**Assignment**. Please output the entries that follow exactly, without a single image.

**Exercise data**.
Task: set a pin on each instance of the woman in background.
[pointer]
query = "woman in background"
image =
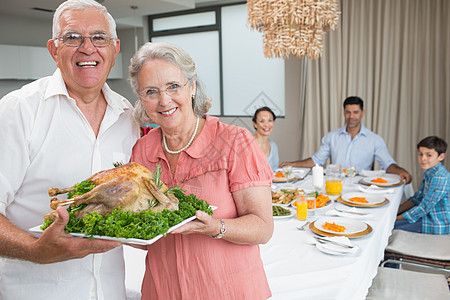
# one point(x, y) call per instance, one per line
point(263, 121)
point(213, 257)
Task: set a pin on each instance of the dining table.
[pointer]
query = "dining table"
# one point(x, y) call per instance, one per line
point(295, 266)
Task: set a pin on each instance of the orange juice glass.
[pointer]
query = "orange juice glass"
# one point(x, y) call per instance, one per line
point(302, 208)
point(333, 186)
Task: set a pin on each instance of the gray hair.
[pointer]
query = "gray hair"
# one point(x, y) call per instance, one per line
point(80, 5)
point(177, 57)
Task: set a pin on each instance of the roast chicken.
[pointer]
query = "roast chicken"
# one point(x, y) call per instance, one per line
point(131, 186)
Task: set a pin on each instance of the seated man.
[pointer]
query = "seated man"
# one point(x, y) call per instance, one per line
point(353, 145)
point(428, 210)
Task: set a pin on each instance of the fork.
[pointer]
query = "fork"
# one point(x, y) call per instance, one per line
point(303, 226)
point(351, 211)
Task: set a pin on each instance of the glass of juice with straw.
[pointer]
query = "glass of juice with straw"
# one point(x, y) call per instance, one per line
point(302, 208)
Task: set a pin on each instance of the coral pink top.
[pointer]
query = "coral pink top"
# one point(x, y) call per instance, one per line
point(222, 159)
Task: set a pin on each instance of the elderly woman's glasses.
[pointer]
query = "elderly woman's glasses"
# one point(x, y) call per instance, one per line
point(153, 94)
point(76, 39)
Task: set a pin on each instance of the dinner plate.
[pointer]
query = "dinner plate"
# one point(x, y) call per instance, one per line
point(38, 230)
point(292, 213)
point(351, 226)
point(332, 249)
point(313, 228)
point(366, 205)
point(327, 205)
point(391, 181)
point(297, 174)
point(372, 199)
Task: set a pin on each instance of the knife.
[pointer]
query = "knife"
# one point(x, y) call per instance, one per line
point(351, 211)
point(333, 242)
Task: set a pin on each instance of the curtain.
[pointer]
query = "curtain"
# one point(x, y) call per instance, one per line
point(394, 54)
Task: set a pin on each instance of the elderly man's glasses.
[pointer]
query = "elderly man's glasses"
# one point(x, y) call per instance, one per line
point(76, 39)
point(153, 94)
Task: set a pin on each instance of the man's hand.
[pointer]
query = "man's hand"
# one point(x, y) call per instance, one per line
point(56, 245)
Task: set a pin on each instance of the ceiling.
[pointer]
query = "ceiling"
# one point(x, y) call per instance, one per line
point(119, 9)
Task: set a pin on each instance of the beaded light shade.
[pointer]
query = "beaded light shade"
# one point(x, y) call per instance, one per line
point(293, 26)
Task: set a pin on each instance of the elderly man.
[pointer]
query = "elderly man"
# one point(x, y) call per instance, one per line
point(353, 145)
point(57, 131)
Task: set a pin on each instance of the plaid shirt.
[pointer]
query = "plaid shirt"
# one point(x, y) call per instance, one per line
point(432, 202)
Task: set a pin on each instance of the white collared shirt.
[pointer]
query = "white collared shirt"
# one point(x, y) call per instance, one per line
point(46, 141)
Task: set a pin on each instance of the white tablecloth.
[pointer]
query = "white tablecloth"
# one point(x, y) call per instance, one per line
point(296, 270)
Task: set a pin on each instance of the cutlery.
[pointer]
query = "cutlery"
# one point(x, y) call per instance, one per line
point(324, 241)
point(303, 226)
point(351, 211)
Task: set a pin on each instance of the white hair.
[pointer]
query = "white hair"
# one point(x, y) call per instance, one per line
point(80, 5)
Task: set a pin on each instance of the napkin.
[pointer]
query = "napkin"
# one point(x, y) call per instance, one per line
point(334, 249)
point(333, 212)
point(373, 189)
point(369, 173)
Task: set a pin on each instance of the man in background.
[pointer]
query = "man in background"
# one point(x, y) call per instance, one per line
point(57, 131)
point(353, 145)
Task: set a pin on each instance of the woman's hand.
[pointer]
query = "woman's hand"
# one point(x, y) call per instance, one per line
point(254, 224)
point(204, 224)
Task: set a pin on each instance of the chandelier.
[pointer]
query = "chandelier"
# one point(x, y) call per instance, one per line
point(293, 26)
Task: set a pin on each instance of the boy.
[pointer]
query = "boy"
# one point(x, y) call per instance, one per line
point(428, 210)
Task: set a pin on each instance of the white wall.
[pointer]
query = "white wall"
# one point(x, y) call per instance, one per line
point(36, 33)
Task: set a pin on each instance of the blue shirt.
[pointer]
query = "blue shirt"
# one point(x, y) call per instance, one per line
point(432, 202)
point(359, 152)
point(273, 159)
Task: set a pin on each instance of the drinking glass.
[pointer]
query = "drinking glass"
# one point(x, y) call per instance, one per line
point(302, 208)
point(287, 171)
point(311, 202)
point(350, 173)
point(333, 181)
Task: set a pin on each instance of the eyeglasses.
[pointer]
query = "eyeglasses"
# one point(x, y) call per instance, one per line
point(76, 39)
point(153, 94)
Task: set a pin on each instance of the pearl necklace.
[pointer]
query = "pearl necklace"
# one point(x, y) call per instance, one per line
point(188, 144)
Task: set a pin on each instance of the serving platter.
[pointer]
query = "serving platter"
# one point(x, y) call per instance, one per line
point(37, 229)
point(390, 181)
point(355, 228)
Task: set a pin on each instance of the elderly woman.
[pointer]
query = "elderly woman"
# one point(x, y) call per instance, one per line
point(213, 257)
point(263, 121)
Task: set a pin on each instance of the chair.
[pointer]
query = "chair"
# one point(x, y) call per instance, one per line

**Reply**.
Task: set a pin on each instance of the woman in background.
[pointer]
query = "woman in background"
image =
# one point(x, y) call per instance, one per line
point(263, 121)
point(213, 257)
Task: set a pin on each instance of the dining table.
[pointer]
query = "dining table"
# one point(x, y) call per instance, one per line
point(295, 266)
Task: set a pin on each instance of the orange juice glass.
[pointer]
query = "orange juice glass"
# one point(x, y) call per instance, one per line
point(302, 208)
point(333, 186)
Task: set a pin on each instance of the gray hair.
[pointer]
query = "gray hair"
# one point(x, y) call per instance, one per line
point(80, 5)
point(177, 57)
Task: set a pin on each instance of the roast chicken.
[pointer]
query = "roast chicken"
# one point(x, y) call per instance, one per line
point(131, 186)
Task: set a pin on each instance of the seated man.
[pointer]
query = "seated man"
# one point(x, y) call per instance, one per line
point(353, 145)
point(428, 210)
Task: set a pin on each instance of the fork.
[pointer]
query = "fork"
# one point(x, y) call per instance, one per line
point(303, 226)
point(351, 211)
Task: set a pin on each instance of the glass of juice with straw.
[pointer]
query = "glass of juice with straw"
# one point(x, y) call per instance, one per line
point(302, 208)
Task: set a pin on each instance of the coral pink top.
[pointer]
query = "coral pink top"
# one point(x, y) call per instance, one per line
point(222, 159)
Task: set a pin on each instance of the elderly woman's glasses.
[pointer]
query = "elderly woman's glasses"
# one point(x, y) call per instance, one per line
point(153, 94)
point(76, 39)
Task: set a pin on each instance of the dinner plate.
[pointer]
query = "dinner plate"
# one point(x, y) call per instance, one per line
point(38, 230)
point(292, 213)
point(351, 226)
point(332, 249)
point(313, 228)
point(366, 205)
point(327, 205)
point(391, 181)
point(297, 174)
point(372, 199)
Task: set a pin on each instance of the knife.
[pointer]
query = "knife"
# one point(x, y) call per instance, one per line
point(351, 211)
point(333, 242)
Task: set a pin on each instance of the curtain.
[pointer]
query = "curtain"
# one point(x, y) call per instance, one per line
point(394, 54)
Task: set a pin on each instance of the elderly man's glasses.
[pointer]
query = "elderly man's glasses"
# one point(x, y) call per instance, one per line
point(76, 39)
point(153, 94)
Task: set a pin on each instance of the man's hand.
[pointer]
query = "man's hand"
# one point(x, y) call per instance, one per line
point(56, 245)
Task: set a pin on each instance of the ceiling.
[pointer]
query = "ceiling"
# one point(x, y) call per instance, one per line
point(119, 9)
Task: set a pin on each instance of the beaded light shade.
[pointer]
query = "beaded light shade"
# one point(x, y) call per instance, one per line
point(293, 26)
Task: set a pin on each instance of the elderly man.
[pointer]
query = "elderly man"
# one point(x, y) call per instance, one per line
point(353, 145)
point(57, 131)
Task: set a pin on each instance of the plaid shirt.
[pointer]
query = "plaid shirt"
# one point(x, y) call per instance, one per line
point(432, 202)
Task: set a pin on each instance of the white collared shirt.
[pointer]
query = "white collared shirt"
# one point(x, y) call per instance, one per line
point(46, 141)
Task: set a pin on each instance of the white tablecloth.
[pointer]
query = "white tablecloth"
# one point(x, y) call per instance, one per line
point(296, 270)
Task: set a pin on each instance of the cutlery.
[pointer]
query = "cutlery"
# one point(x, y) call per instance, one per line
point(324, 241)
point(303, 226)
point(351, 211)
Task: set a pin on each instance of the white hair.
[pointer]
query = "white hair"
# one point(x, y) call per instance, one per line
point(80, 5)
Task: set a pin on each instance of the napkin.
[pointer]
query = "napkin"
# one point(x, y) call per instance, one per line
point(334, 249)
point(333, 212)
point(373, 189)
point(369, 173)
Task: set a pin on each instance of the man in background.
[pointer]
query = "man in background"
# one point(x, y) call per instance, one per line
point(57, 131)
point(353, 145)
Task: set a pin on each instance of the woman's hand.
[pointer]
query = "woman's hand"
# one point(x, y) call per instance, one per line
point(254, 224)
point(204, 224)
Task: set a pin on each instance of the chandelier.
[pointer]
query = "chandelier"
# one point(x, y) call per instance, one per line
point(293, 26)
Task: set a pin on each instance of the boy.
[pointer]
query = "boy"
# one point(x, y) call per instance, one per line
point(428, 210)
Task: set a pin on each instance of the white wall.
[pointer]
query = "white wall"
# one point(x, y) call per instance, one per line
point(36, 33)
Task: set a pin on each instance of the blue shirt.
[pointer]
query = "blue shirt"
# one point(x, y) call per instance, one per line
point(432, 202)
point(359, 152)
point(273, 159)
Task: set a pin on each instance of the drinking glass.
[pointer]
query = "drinking glass"
# one point(x, y) call per instance, one per line
point(302, 208)
point(287, 171)
point(311, 202)
point(350, 173)
point(333, 181)
Task: set a pin on each instance of the eyeglasses.
[pointer]
query = "eyeglasses"
# one point(x, y) call per instance, one per line
point(76, 39)
point(153, 94)
Task: set a pin on each instance of the pearl necklace.
[pointer]
query = "pearl necklace"
# one point(x, y) call per instance, one per line
point(188, 144)
Task: set a pin on each instance of the serving platter.
[pointer]
query = "serving platter"
# one point(x, y) call per instance, one per line
point(37, 229)
point(390, 181)
point(355, 228)
Task: set a pin on each instance of the elderly woman.
[pointer]
query = "elderly woman"
# one point(x, y) call per instance, one per line
point(213, 257)
point(263, 121)
Task: set a pin on each instance of the chair.
[pointer]
query = "chair"
# one point(x, y) call per instance, one per line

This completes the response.